Brief A: Using the convention article, say whether each statement agrees with it, answering yes or no and quoting the exact deciding words: (i) Kentucky is sending 31 delegates and 31 alternate delegates to the convention. (ii) Jean Blackmore has served as a delegate at earlier conventions. (iii) Joe Deters chairs the Hamilton County Republican Party.
Brief B: Carry the convention article forward with a few more paragraphs, starting right after its final sentence.

Text passage:
*****
Sunday, July 30, 2000

Convention a pep rally for party faithful

Locals want positive message

By Howard Wilkinson and Patrick Crowley
The Cincinnati Enquirer

        What Ohio and Kentucky delegates to the Republican National Convention want more than anything else is to feel as good when they leave Philadelphia as they did when they got there.

        “We want to leave town on a roll,” said State Treasurer Joe Deters, an Ohio delegate who chairs the Hamilton County Republican Party.

        As the delegations begin arriving in Philadelphia, there is virtually no drama nor suspense awaiting them.

        In an era of big money and early presidential primary seasons, nominees are chosen months before the party faithful gather in their host city for the nominating convention.

        The delegates this year don't even have the prospect of hotel gossip about who the vice presidential candidate will be. Texas Gov. George W. Bush, the presumptive nominee, ended that last week with his choice of former defense secretary Dick Cheney.

        That may lead a lot of Americans to believe that the conventions have no purpose any more. But the truth is, the conventions have a different purpose today than selecting a nominee. They now are four-day pep rallies and long-play infomercials designed to sell the presidential ticket and its message to American voters.

        The convention is for “firing up the troops,” said Kentucky Republican Party vice chairman Damon Thayer.

        “We have 31 delegates and 31 alternate delegates from Kentucky who have a responsibility to come home and take the message from the convention back to the grass roots,” he said.

        And each morning of the convention, delegates from Ohio and Kentucky will meet in breakfast caucuses in their headquarters hotels and hear from a string of Bush campaign surrogates who will hammer home the “compassionate conservative” message of the Bush campaign.

        Many Ohio and Kentucky delegates and alternates say that with their party united behind Mr. Bush and Mr. Cheney and the national polls tightening up, they are hoping the convention stays fo cused on an issue-oriented message.

        “This is our chance to define ourselves and our ticket for the American people,” said Jim Trakas, a state representative who leads the Cuyahoga County Republican Party.

        For Jean Blackmore, a 75-year-old first-time delegate from Troy, Ohio, that means “using the convention to get out the Republican message on education, health care, Social Security, Medicare — all the things people really care about.”
*****
Available data:
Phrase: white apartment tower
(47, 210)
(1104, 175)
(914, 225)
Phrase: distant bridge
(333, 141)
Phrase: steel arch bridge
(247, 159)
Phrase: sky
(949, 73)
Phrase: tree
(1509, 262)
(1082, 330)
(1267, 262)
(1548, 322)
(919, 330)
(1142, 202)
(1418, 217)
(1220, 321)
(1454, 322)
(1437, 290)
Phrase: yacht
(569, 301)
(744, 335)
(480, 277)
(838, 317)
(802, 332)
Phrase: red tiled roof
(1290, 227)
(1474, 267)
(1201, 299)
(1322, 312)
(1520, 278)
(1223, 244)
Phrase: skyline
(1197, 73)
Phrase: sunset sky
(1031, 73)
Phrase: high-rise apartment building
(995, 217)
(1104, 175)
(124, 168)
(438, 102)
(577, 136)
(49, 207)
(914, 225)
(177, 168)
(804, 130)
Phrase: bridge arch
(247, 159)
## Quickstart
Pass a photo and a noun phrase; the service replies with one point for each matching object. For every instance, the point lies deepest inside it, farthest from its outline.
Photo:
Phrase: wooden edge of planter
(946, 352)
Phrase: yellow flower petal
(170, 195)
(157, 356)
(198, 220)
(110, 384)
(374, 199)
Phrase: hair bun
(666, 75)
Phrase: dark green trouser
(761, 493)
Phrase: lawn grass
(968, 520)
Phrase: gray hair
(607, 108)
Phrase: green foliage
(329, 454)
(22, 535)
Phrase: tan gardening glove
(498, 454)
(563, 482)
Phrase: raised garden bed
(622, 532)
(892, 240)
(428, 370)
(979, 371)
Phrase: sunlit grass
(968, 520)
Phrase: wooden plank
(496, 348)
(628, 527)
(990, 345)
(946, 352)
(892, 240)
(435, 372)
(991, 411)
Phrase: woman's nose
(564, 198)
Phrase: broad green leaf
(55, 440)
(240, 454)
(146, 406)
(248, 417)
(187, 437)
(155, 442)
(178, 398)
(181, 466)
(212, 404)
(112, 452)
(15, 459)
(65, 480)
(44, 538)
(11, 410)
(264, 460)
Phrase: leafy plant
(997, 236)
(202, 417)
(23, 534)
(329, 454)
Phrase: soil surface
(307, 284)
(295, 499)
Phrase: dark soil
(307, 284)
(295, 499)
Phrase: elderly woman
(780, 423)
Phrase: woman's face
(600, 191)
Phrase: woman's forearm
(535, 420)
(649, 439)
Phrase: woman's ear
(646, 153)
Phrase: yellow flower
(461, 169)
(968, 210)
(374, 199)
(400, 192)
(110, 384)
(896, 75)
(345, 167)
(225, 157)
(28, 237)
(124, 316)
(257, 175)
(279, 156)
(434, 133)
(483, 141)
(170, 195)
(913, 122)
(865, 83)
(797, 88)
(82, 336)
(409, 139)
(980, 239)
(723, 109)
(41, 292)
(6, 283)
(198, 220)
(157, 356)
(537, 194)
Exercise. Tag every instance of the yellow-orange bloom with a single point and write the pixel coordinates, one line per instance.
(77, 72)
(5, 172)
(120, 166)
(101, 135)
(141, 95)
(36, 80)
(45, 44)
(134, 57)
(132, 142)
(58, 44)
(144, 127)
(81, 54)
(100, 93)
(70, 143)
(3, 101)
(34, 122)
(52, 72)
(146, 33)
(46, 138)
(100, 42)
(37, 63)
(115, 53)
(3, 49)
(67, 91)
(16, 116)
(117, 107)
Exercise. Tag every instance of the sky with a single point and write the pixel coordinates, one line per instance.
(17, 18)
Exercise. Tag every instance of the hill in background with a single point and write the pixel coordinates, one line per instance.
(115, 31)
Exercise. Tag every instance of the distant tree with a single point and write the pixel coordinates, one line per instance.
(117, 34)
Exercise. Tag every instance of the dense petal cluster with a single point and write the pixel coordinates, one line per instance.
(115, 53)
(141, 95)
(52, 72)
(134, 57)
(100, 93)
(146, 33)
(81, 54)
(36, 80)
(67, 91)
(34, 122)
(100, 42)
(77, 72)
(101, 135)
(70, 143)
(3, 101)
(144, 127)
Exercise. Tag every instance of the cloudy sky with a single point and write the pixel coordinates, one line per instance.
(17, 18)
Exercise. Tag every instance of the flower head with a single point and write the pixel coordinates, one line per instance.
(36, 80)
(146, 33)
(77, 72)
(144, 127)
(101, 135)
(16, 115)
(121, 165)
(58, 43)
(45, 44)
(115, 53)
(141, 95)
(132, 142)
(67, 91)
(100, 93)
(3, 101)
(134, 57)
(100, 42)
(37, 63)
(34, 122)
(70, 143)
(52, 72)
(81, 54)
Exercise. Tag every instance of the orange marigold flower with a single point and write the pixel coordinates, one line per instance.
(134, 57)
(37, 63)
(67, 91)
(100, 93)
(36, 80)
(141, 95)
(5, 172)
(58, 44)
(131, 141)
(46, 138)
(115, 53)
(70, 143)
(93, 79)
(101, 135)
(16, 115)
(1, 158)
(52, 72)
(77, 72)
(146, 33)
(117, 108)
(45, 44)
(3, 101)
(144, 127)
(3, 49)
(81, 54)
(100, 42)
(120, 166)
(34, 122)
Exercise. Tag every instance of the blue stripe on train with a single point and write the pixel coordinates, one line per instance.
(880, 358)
*****
Answer A:
(i) Yes: "We have 31 delegates and 31 alternate delegates from Kentucky"
(ii) No: "a 75-year-old first-time delegate from Troy, Ohio"
(iii) Yes: "an Ohio delegate who chairs the Hamilton County Republican Party"

Answer B:
        “The message you are going to hear is we are compassionate conservatives,” said Kentucky U.S. Sen. Jim Bunning of Southgate.

        “We want to do those things a little extra under George W. Bush, like a prescription drug benefit for seniors, much more participation in an educational system that has been failing the people of the United States,” he said.

        Above all, the Ohio and Kentucky delegates say, the message coming out of Philadelphia has to be positive.

        What the delegates want to avoid most of all is the kind of mean-spirited image that came out of the GOP convention in Houston eight years ago, when President George Bush was renominated at a convention where party leaders left town in a sour, dispirited mood and went on to lose the fall election to Bill Clinton.

        That won't be the case this week in Philadelphia, said delegate Barb Haas of Fort Thomas, chairwoman of the Campbell County Republican Party. “George Bush is going to give us a positive message we haven't had in a while.”

        At the end of the week, Ohio and Kentucky delegates will be going home to states that will figure prominently in the strategies of both Mr. Bush and Democratic nominee Al Gore.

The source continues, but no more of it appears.